Set down each entry exactly as it stands, without altering a single character.
======== The input
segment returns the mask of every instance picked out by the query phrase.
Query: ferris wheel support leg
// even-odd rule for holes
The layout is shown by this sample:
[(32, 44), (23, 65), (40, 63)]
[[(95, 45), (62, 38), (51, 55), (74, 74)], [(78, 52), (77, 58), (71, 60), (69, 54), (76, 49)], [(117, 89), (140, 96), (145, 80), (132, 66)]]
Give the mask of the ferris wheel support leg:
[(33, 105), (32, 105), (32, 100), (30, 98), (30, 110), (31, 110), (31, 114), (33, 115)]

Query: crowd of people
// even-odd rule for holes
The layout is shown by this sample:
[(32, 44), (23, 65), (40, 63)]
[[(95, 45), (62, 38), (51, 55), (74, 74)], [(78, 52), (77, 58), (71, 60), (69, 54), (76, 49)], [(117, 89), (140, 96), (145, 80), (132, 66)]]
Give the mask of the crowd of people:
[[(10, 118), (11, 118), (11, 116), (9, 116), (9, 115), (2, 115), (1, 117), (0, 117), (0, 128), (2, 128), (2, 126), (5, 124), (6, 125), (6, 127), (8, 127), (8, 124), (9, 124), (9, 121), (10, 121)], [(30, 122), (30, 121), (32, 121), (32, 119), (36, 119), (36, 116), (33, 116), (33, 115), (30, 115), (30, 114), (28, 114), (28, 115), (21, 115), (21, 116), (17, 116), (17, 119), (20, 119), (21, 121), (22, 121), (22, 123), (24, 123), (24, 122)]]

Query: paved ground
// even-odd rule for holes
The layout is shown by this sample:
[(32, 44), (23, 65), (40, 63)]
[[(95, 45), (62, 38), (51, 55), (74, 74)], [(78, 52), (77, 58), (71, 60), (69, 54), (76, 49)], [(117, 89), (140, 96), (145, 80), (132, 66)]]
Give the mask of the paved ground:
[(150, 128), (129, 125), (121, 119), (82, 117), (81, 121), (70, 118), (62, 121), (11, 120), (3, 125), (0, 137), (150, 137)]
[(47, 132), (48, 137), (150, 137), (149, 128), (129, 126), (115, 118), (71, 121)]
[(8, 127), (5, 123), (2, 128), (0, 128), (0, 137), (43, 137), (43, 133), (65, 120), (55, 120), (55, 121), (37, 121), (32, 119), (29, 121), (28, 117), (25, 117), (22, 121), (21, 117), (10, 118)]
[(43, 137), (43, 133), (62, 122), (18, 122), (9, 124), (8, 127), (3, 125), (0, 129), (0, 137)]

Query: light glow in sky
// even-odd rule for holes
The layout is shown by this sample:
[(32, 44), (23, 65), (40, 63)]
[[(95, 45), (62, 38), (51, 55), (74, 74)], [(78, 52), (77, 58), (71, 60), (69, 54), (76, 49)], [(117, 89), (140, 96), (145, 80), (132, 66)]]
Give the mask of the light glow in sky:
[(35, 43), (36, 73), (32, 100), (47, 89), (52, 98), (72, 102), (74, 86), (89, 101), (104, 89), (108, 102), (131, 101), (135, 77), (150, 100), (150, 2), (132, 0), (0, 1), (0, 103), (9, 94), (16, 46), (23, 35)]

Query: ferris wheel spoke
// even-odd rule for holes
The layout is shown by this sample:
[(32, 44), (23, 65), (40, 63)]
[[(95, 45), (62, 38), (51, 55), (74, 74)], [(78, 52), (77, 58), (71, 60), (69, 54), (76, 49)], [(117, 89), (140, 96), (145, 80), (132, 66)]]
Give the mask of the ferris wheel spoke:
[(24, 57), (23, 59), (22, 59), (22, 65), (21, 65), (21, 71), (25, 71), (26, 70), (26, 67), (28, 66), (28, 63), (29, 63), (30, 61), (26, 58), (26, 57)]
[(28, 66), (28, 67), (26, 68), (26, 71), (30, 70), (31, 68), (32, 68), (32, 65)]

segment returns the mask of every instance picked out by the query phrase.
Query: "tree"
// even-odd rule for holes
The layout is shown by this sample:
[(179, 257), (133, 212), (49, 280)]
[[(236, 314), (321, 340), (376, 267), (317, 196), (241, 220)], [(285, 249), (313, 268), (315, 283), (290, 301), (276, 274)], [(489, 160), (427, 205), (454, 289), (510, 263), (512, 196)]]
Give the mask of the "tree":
================
Finished task:
segment returns the mask of every instance picked out by the query phrase.
Query: ferris wheel support leg
// even-odd rule for holes
The layout is shown by this sample:
[(32, 44), (23, 65), (40, 63)]
[[(95, 45), (62, 38), (51, 55), (74, 74)], [(78, 52), (77, 58), (71, 60), (69, 54), (76, 49)], [(117, 89), (140, 96), (145, 80), (132, 66)]]
Give the mask of the ferris wheel support leg:
[(33, 105), (32, 105), (32, 100), (30, 98), (30, 110), (31, 110), (31, 114), (33, 115)]

Query: crowd of people
// even-odd rule for holes
The layout is shown by this sample:
[(32, 44), (23, 65), (40, 63)]
[[(95, 45), (62, 38), (51, 55), (74, 74)], [(78, 52), (77, 58), (71, 60), (69, 54), (76, 49)], [(117, 89), (140, 96), (145, 80), (132, 66)]]
Give the mask of the crowd of people:
[[(10, 118), (11, 118), (11, 116), (9, 116), (9, 115), (2, 115), (1, 117), (0, 117), (0, 128), (2, 128), (2, 126), (5, 124), (6, 125), (6, 127), (8, 127), (8, 124), (9, 124), (9, 121), (10, 121)], [(30, 122), (30, 121), (32, 121), (32, 119), (36, 119), (36, 116), (33, 116), (33, 115), (30, 115), (30, 114), (28, 114), (28, 115), (21, 115), (21, 116), (17, 116), (17, 119), (20, 119), (21, 121), (22, 121), (22, 123), (24, 123), (24, 122)]]

Query: paved ground
// even-odd rule for holes
The layout is shown by this sample:
[(32, 44), (23, 65), (40, 63)]
[[(95, 45), (62, 38), (51, 55), (74, 74)], [(78, 52), (77, 58), (71, 60), (69, 54), (76, 49)], [(117, 89), (140, 96), (145, 80), (132, 66)]]
Give the mask of the paved ground:
[(150, 128), (129, 125), (121, 119), (82, 117), (81, 121), (70, 118), (62, 121), (11, 120), (3, 125), (0, 137), (150, 137)]
[(47, 132), (48, 137), (150, 137), (149, 128), (129, 126), (115, 118), (71, 121)]
[(8, 127), (5, 123), (2, 128), (0, 128), (0, 137), (43, 137), (43, 133), (65, 120), (55, 120), (55, 121), (37, 121), (32, 119), (29, 121), (28, 117), (25, 117), (22, 121), (21, 117), (10, 118)]
[(43, 137), (43, 133), (62, 122), (18, 122), (9, 124), (8, 127), (3, 125), (0, 129), (0, 137)]

Query: light glow in sky
// even-odd rule for holes
The layout is shown by this sample:
[(32, 44), (23, 65), (40, 63)]
[[(95, 45), (62, 38), (51, 55), (74, 74)], [(78, 52), (77, 58), (71, 60), (69, 54), (76, 49)], [(117, 89), (140, 96), (145, 80), (132, 66)]]
Give the mask of the light glow in sky:
[(35, 43), (36, 73), (32, 100), (47, 89), (52, 98), (72, 102), (74, 86), (89, 101), (104, 89), (108, 102), (131, 101), (135, 77), (150, 100), (150, 2), (132, 0), (0, 1), (0, 103), (9, 94), (16, 46), (23, 35)]

Query: ferris wheel spoke
// even-odd rule for holes
The layout is shown by this sample:
[(32, 44), (23, 65), (40, 63)]
[[(95, 45), (62, 38), (51, 55), (74, 74)], [(78, 52), (77, 58), (71, 60), (69, 54), (76, 49)], [(117, 89), (140, 96), (145, 80), (132, 66)]]
Give the mask of the ferris wheel spoke:
[(24, 57), (23, 59), (22, 59), (22, 65), (21, 65), (21, 71), (25, 71), (26, 70), (26, 67), (28, 66), (28, 63), (29, 63), (30, 61), (26, 58), (26, 57)]
[(28, 66), (28, 67), (26, 68), (26, 71), (30, 70), (31, 68), (32, 68), (32, 65)]

segment returns the mask of every instance picked out by the query phrase.
Query: "tree"
// even-odd rule for holes
The layout is shown by this sample:
[(179, 257), (133, 212), (49, 280)]
[[(236, 314), (321, 340), (376, 267), (317, 196), (241, 220)], [(285, 249), (313, 268), (315, 283), (290, 301), (276, 274)], [(489, 160), (427, 205), (454, 289), (510, 263), (512, 196)]]
Give the mask of the "tree":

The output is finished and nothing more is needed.